→ **DOCUMENT EXCERPT**:

__________

# Screaming 11 month old



## TypingMJ (Nov 10, 2005)

My 11 month old son has started screaming in a very shrill and demanding way *all the time*. It's earsplitting. I'm ending every day with a fierce headache.

He screams when he wants a specific toy. He screams when he wants food. He screams when he realizes he can't reach the ceiling fan








: He screams all the time.

I have no idea what I should be doing to deal with this. For example, he screams at me while I'm peeling him a banana because he wants the banana *now*. Then, he stops screaming when I give him the banana. Am I somehow positively reinforcing the screaming by giving him the banana? How about when I let him have a toy he's been pointing and screaming at? Should I be redirecting, even when it's ok for him to have the toy, because he's been screaming?

Is there some way I can get him to realize that he can tell me what he wants just by pointing, and that he doesn't need to scream? If that's just not possible at this age, I understand, but I just want to make sure I'm not overlooking something I could be doing to help him stop screaming so much.


----------



## begeezer (Jun 23, 2007)

Hi Honey,

My daughter was crazy with the screaming and the tantrums at that age (we are at 14 months now). I searched far and wide for the answer, and by the time I found something credible, the stage had passed.

__________

→ **ROWS**:
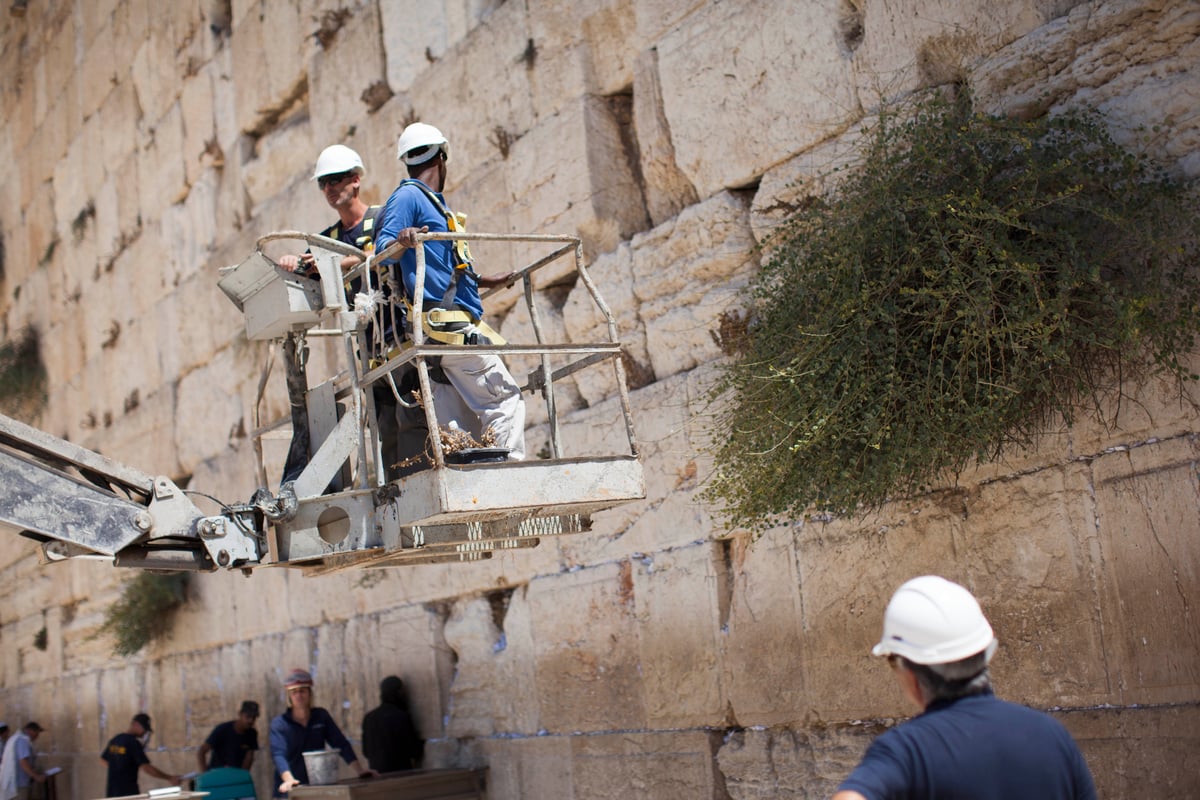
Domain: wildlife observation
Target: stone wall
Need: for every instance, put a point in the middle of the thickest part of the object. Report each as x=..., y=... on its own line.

__________

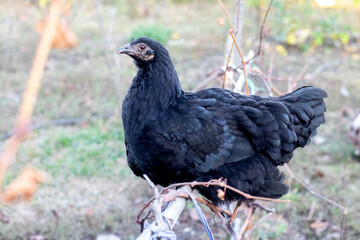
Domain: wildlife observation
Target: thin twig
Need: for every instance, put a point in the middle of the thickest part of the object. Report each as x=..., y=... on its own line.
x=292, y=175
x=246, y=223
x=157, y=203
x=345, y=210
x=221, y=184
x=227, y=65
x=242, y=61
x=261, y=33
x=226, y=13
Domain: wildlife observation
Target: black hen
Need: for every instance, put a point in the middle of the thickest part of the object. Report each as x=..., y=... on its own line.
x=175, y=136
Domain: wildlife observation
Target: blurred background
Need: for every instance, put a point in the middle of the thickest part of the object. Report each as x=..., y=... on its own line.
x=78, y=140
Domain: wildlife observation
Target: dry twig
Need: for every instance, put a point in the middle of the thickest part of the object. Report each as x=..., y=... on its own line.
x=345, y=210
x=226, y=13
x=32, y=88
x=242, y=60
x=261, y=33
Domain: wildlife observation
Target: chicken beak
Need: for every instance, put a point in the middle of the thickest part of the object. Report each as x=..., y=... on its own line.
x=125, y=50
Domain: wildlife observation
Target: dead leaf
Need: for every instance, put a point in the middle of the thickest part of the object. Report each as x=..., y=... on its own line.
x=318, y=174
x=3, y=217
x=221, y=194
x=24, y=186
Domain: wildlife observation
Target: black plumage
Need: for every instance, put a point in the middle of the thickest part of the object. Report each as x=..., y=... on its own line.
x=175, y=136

__________

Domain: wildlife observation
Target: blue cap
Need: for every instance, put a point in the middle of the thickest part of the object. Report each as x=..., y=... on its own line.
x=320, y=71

__________

→ **GIVEN PROBLEM**:
Copy the part of the thread about the screaming 11-month-old from "He screams when he wants a" to "he's been screaming?" word for word.

→ **ANSWER FOR THE TASK**:
He screams when he wants a specific toy. He screams when he wants food. He screams when he realizes he can't reach the ceiling fan








: He screams all the time.

I have no idea what I should be doing to deal with this. For example, he screams at me while I'm peeling him a banana because he wants the banana *now*. Then, he stops screaming when I give him the banana. Am I somehow positively reinforcing the screaming by giving him the banana? How about when I let him have a toy he's been pointing and screaming at? Should I be redirecting, even when it's ok for him to have the toy, because he's been screaming?